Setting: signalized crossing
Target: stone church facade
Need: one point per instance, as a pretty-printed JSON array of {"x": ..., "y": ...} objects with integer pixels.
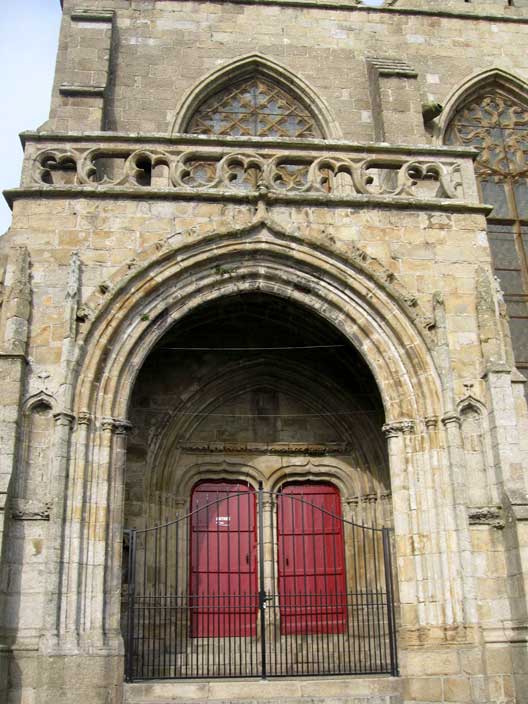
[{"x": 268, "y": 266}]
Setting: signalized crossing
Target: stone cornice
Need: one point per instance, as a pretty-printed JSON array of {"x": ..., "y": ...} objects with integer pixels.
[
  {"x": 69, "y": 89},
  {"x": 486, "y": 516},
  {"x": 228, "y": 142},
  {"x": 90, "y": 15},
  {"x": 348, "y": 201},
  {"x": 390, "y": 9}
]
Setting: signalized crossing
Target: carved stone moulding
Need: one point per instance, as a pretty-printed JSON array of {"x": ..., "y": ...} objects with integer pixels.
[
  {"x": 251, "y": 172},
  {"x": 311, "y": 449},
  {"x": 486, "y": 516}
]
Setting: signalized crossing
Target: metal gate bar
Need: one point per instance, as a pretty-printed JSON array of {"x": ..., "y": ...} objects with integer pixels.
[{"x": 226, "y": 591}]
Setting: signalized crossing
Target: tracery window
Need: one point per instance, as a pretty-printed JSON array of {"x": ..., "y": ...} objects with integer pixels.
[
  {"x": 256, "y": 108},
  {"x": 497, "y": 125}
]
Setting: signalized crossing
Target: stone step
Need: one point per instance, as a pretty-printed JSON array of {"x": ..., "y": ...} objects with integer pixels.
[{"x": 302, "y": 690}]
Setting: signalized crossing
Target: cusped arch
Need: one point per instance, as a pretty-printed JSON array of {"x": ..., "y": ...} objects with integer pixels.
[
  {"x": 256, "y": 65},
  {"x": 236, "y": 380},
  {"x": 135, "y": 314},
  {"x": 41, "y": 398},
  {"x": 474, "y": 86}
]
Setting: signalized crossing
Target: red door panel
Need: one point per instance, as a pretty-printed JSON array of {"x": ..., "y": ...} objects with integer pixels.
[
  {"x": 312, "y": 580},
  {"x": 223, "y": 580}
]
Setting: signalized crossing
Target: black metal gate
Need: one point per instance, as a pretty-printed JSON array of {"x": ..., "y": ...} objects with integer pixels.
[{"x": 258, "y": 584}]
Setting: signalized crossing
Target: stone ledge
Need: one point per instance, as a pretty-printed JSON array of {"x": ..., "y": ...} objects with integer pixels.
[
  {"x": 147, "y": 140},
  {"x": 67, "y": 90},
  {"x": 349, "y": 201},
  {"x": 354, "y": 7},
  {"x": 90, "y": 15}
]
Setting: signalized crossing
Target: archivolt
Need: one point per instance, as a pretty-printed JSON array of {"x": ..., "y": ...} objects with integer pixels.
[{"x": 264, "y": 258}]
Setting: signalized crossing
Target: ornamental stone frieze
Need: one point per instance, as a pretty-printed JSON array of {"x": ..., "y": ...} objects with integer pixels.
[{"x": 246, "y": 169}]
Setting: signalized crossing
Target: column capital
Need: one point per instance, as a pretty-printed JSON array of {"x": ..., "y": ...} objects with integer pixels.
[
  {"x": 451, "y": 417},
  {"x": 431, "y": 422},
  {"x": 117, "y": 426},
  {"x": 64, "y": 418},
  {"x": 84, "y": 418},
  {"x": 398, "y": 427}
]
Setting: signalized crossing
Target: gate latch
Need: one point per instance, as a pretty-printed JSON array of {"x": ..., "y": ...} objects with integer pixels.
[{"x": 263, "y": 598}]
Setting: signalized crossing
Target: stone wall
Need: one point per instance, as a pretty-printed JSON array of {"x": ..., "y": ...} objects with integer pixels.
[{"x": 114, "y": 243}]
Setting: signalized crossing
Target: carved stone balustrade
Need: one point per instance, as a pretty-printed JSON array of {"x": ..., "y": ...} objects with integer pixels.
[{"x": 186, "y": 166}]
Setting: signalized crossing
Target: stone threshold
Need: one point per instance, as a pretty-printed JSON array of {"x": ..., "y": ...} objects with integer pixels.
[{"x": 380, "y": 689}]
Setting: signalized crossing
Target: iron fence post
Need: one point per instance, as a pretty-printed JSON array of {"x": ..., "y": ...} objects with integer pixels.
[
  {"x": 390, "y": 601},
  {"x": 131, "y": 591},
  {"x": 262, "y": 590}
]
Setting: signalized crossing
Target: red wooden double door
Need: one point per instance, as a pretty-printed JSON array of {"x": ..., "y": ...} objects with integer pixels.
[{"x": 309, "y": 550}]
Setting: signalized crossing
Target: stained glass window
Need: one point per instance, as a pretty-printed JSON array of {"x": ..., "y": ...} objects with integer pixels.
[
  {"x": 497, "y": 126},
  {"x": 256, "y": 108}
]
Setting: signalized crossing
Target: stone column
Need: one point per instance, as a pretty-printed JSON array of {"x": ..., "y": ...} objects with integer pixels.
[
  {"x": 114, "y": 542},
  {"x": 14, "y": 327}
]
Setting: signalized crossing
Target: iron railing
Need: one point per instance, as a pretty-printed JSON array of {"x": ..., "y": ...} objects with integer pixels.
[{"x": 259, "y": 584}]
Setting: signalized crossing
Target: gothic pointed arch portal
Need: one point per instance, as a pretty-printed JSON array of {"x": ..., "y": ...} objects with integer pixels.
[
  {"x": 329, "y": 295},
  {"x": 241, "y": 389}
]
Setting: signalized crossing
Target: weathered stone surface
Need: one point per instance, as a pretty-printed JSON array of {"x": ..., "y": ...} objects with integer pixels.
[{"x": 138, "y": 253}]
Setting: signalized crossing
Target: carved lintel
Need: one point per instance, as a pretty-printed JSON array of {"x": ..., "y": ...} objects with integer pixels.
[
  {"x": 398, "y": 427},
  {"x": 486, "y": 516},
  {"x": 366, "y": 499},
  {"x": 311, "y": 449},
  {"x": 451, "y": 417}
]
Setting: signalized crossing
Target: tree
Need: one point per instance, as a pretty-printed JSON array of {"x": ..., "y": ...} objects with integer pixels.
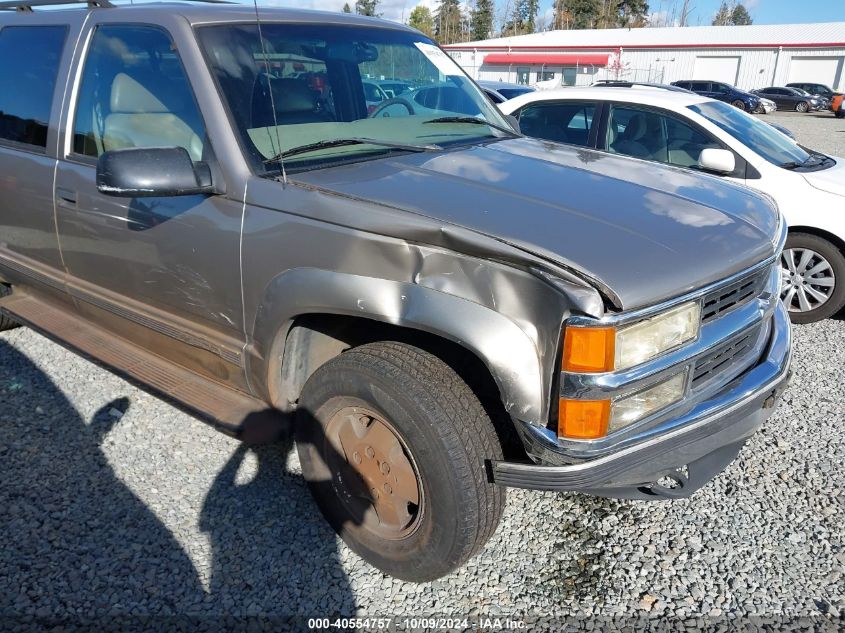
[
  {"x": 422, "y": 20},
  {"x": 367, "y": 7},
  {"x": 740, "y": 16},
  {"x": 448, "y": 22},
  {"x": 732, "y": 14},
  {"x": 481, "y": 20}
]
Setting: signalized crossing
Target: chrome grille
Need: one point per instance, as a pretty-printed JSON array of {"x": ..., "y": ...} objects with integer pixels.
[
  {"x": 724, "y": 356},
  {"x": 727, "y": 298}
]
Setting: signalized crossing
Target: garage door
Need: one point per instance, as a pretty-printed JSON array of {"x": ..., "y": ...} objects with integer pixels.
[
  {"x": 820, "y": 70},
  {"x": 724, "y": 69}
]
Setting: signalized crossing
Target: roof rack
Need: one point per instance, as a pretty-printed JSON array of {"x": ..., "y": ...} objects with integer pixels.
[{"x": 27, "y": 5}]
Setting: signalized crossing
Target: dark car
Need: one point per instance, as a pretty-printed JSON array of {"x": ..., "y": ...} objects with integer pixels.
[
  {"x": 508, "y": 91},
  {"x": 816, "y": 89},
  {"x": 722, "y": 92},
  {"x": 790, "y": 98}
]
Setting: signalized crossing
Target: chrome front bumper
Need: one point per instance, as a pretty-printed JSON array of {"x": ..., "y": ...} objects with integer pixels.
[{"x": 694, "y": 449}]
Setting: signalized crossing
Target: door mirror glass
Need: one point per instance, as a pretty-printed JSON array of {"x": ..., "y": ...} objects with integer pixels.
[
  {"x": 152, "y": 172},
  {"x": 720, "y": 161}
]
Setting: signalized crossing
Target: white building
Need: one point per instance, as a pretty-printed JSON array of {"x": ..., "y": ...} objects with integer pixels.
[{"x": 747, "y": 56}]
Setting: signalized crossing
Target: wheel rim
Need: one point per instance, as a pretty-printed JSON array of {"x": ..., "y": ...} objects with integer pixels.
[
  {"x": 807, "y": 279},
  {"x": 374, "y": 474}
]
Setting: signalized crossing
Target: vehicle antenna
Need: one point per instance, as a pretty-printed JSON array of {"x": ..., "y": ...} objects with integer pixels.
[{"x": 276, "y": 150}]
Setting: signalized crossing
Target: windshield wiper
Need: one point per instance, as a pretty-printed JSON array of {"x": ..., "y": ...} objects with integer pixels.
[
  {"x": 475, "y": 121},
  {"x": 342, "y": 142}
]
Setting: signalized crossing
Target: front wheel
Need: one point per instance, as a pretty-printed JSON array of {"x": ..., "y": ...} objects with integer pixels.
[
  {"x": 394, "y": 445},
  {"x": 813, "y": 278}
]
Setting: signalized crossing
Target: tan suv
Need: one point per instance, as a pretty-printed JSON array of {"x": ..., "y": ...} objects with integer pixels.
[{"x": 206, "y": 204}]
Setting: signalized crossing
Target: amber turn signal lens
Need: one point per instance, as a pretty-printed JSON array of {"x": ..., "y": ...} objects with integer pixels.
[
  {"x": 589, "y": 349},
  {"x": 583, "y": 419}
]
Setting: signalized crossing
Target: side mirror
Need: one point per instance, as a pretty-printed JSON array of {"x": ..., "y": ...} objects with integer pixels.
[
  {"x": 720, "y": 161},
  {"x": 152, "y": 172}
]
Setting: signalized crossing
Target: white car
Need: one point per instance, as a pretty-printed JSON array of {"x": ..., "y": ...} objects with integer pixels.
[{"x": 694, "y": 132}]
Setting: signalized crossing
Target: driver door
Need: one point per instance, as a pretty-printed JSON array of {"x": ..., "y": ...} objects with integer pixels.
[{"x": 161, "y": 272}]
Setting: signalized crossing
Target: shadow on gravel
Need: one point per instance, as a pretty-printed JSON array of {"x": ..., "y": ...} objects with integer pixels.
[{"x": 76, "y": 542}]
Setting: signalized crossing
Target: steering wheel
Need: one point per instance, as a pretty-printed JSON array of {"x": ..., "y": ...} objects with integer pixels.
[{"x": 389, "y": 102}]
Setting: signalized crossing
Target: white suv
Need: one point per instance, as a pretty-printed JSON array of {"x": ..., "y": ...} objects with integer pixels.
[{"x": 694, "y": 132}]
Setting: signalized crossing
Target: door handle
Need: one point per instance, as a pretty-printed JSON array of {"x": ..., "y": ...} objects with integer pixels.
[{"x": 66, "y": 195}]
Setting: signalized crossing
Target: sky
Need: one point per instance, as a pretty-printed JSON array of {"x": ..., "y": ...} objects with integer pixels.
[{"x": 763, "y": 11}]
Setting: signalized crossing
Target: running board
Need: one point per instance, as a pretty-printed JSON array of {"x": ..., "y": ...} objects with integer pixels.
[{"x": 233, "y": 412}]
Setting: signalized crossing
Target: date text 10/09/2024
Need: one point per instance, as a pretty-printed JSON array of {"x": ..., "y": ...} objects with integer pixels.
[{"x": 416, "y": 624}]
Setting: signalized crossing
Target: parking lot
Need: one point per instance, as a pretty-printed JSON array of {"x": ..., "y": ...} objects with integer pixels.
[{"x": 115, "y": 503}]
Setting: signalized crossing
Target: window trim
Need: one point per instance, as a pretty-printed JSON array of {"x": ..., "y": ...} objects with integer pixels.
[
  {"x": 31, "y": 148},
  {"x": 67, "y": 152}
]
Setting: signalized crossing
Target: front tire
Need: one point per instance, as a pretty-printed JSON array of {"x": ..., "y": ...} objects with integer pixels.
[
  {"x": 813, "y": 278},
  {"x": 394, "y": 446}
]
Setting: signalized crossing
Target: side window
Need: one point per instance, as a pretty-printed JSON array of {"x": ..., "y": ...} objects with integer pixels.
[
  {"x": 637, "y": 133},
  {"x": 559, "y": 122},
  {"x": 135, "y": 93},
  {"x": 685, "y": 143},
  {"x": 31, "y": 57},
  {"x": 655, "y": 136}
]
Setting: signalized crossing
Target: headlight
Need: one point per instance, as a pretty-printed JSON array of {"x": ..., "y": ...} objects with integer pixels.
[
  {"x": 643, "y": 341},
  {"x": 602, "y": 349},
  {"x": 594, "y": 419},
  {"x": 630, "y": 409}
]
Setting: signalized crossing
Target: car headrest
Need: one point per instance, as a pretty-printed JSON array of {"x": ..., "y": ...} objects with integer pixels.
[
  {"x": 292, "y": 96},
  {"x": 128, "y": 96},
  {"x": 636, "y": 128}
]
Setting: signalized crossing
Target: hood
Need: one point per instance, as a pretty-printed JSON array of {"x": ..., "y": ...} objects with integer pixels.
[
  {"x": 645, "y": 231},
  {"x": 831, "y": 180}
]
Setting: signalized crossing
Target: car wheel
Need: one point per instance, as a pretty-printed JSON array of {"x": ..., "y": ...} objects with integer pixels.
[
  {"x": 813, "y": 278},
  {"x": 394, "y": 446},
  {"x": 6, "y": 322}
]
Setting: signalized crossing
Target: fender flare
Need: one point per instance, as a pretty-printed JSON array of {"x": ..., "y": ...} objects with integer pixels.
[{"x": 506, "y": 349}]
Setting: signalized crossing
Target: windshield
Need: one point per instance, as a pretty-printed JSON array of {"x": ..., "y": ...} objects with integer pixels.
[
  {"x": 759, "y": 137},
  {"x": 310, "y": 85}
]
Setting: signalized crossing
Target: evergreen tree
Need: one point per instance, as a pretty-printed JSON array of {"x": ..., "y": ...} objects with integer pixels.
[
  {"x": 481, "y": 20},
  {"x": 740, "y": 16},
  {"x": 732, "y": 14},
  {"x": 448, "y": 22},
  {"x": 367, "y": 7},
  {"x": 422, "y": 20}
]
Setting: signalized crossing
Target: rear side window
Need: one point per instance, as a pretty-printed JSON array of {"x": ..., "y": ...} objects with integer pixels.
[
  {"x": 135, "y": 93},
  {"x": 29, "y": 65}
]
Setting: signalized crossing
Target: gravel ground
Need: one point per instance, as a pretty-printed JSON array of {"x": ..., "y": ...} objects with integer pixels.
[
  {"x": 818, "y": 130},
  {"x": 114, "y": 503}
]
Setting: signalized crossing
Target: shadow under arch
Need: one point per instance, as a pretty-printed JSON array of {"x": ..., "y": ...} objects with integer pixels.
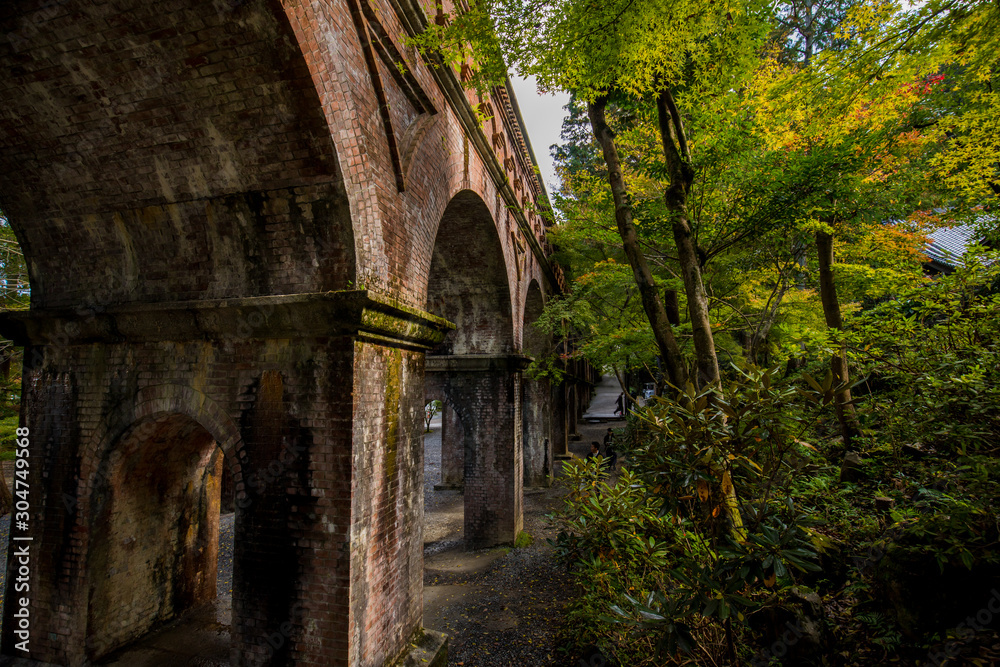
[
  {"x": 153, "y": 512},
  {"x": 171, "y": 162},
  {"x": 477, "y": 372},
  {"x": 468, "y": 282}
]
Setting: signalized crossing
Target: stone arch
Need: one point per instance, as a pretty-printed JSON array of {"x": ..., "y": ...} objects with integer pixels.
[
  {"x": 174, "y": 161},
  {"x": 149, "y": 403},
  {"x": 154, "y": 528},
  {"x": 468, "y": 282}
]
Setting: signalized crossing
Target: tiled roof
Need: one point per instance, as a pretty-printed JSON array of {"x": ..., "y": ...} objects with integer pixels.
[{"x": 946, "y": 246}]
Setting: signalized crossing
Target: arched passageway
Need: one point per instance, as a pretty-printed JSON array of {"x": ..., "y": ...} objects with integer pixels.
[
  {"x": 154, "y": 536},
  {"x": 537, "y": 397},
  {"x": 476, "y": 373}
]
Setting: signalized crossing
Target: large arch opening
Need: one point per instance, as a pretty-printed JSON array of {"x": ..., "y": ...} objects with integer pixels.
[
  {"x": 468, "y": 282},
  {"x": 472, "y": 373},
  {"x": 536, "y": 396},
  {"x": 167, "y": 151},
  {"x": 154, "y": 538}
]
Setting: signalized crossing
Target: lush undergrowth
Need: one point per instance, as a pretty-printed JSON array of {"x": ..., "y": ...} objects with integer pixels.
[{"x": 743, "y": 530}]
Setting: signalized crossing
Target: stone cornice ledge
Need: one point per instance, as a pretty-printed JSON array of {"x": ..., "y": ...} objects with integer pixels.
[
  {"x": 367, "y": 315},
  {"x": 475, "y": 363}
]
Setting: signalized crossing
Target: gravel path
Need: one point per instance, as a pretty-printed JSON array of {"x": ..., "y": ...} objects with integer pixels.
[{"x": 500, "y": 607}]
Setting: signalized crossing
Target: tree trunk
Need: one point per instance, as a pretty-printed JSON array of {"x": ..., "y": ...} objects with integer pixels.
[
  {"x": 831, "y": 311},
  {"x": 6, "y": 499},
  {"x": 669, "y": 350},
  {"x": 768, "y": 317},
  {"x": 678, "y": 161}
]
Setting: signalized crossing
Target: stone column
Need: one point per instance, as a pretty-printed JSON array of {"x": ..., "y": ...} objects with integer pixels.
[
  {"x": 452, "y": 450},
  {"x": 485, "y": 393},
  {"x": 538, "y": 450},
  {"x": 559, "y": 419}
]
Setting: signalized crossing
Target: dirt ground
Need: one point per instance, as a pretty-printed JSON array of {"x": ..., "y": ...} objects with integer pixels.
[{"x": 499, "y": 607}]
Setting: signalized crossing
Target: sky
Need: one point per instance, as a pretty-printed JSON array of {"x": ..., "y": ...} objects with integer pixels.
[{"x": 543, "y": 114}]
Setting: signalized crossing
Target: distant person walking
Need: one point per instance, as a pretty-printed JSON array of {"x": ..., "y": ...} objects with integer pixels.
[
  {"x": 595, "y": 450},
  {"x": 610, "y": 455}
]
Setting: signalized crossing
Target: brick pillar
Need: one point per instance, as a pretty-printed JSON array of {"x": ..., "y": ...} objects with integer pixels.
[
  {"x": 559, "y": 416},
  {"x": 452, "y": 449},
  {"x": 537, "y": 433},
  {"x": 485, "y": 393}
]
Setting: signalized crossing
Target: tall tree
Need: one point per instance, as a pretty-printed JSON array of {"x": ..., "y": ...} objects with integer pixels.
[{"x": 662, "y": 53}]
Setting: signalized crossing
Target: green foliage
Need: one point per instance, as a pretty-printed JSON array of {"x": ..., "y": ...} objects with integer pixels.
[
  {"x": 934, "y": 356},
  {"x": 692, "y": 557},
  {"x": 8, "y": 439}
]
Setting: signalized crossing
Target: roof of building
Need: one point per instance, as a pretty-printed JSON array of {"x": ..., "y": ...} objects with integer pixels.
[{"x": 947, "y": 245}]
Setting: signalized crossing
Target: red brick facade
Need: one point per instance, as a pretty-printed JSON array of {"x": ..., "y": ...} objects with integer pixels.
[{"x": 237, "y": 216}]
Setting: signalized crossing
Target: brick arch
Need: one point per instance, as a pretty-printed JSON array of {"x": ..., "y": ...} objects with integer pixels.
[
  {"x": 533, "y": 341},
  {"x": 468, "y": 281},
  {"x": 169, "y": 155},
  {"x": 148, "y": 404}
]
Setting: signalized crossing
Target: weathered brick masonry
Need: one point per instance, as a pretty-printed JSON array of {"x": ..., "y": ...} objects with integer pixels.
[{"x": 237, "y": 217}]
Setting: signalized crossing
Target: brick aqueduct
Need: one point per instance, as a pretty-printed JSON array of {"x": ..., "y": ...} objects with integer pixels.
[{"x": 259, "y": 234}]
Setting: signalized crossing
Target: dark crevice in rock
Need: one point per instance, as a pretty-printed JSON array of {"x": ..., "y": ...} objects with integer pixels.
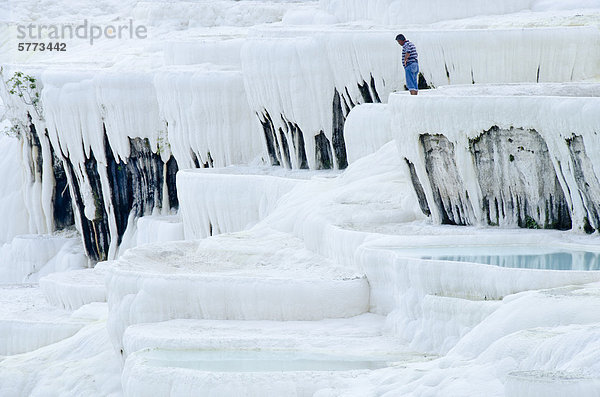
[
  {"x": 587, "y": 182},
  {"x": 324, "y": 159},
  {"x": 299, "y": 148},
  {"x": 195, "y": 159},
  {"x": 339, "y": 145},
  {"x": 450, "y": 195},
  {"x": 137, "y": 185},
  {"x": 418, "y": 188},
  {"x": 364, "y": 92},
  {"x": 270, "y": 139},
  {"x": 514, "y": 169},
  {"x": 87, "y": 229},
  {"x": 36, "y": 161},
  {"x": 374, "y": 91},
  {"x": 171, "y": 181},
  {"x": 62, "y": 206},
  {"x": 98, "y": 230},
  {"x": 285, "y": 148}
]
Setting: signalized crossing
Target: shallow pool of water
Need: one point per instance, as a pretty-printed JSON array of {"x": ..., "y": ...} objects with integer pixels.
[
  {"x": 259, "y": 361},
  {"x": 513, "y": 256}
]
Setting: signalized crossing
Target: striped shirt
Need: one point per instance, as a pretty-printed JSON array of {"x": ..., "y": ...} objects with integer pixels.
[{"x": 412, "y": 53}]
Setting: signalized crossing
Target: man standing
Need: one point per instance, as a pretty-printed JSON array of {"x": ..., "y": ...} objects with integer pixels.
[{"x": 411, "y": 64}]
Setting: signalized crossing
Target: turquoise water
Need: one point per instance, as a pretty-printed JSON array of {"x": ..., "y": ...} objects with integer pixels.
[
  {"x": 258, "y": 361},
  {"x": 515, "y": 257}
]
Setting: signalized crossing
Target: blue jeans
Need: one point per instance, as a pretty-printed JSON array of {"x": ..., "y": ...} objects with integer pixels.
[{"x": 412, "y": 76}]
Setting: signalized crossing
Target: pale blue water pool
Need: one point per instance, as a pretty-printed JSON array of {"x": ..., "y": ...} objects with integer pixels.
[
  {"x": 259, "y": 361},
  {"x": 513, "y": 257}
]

******************************

__PROBLEM__: The answer must be every line of the data that holds the word "blue".

__EXERCISE RESULT__:
Target: blue jeans
Target: pale blue water pool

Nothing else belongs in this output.